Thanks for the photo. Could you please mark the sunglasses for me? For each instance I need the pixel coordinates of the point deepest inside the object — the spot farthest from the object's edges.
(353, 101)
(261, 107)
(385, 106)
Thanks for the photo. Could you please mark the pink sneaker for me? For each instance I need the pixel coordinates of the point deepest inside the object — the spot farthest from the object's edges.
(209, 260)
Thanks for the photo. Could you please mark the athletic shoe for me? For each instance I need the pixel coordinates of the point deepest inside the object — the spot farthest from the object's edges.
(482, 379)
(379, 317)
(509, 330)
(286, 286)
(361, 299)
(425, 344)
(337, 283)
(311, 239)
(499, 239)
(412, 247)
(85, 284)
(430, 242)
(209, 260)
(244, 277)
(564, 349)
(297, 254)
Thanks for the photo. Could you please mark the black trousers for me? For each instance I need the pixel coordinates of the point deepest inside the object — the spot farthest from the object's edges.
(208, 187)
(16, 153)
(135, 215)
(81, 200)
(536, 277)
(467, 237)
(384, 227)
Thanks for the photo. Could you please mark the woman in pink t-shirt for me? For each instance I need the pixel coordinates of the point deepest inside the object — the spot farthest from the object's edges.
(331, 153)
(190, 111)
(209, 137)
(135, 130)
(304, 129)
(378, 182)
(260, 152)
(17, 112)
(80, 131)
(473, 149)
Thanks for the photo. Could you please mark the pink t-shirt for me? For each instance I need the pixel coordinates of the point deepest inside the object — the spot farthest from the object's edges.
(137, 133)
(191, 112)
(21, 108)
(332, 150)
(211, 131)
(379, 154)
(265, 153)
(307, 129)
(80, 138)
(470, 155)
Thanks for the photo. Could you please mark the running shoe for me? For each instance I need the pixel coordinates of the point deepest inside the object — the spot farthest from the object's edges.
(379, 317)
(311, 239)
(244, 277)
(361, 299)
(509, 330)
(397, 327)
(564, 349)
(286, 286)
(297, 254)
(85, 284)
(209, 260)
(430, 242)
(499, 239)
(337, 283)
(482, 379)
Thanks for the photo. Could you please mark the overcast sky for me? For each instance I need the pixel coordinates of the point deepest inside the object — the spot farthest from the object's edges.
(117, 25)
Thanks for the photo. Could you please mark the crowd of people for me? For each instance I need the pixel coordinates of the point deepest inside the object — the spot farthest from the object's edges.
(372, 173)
┄┄┄┄┄┄
Try it: Copy the entries exactly, leaving no line out.

Answer below:
Thanks for the photo. Could you please mark the sunglasses for me? For each instance I need the pixel coordinates of the point deepest inside the object — the spot farthest from the object's edges.
(353, 101)
(261, 107)
(385, 106)
Thanks for the photo. Could you please mark the pink sneaker for me? For each instance I need the pixel coordinates of the point deepest inside the object — the spot farthest from the object's edges.
(209, 260)
Thanks for the photo. Could you please mark the athletic shoe for me? For each instance I need the pixel coordinates of the point deepest inside the object — the spot farthest from the object's edges.
(482, 379)
(379, 317)
(509, 330)
(286, 286)
(361, 299)
(425, 344)
(337, 283)
(311, 239)
(499, 239)
(412, 247)
(85, 284)
(430, 242)
(209, 260)
(244, 277)
(564, 349)
(297, 254)
Thanks for the photo. Could you please mark the black trousers for me? For each instance I need the pixel coordinates of the point deepest inside the object — the spot farthest from the object's edges.
(208, 187)
(16, 153)
(135, 215)
(81, 200)
(536, 277)
(467, 237)
(384, 227)
Thanks for the photo. Could you please mark the woman in pink t-shirt for me? For each instance I need the pixel coordinates of the point deepest inside the object — the spot farthest from the object's edges.
(331, 153)
(190, 111)
(209, 137)
(135, 130)
(304, 129)
(378, 182)
(260, 152)
(17, 112)
(80, 131)
(473, 149)
Thanks for the photo. Could you please mark the pink t-shirt for me? For each instance I need the pixel coordinates of the point deepest inside the object — the spot farthest from the object's edges.
(137, 133)
(191, 112)
(21, 108)
(332, 150)
(211, 131)
(379, 154)
(265, 153)
(307, 129)
(80, 138)
(470, 155)
Thanks for the photo. Could you please mark the running shoe for me? For each instance I need the pixel coordinates of the point deepest inside the object — the spot farthest from the object's edges.
(379, 317)
(311, 239)
(244, 277)
(361, 299)
(509, 330)
(397, 327)
(564, 349)
(286, 286)
(297, 254)
(85, 284)
(209, 260)
(430, 242)
(499, 239)
(337, 283)
(482, 379)
Thanks for the photo. Could you please mark the overcast sky for me? For each instance I need the pixel coordinates of the point deepest inside the object — the spot farthest from the object's edges.
(117, 25)
Thanks for the photo. Could you please mark the crowd of people for me? For each instance I need the pixel coordinates of the point deepest inside the object — the spot farthest from the object's edges.
(372, 173)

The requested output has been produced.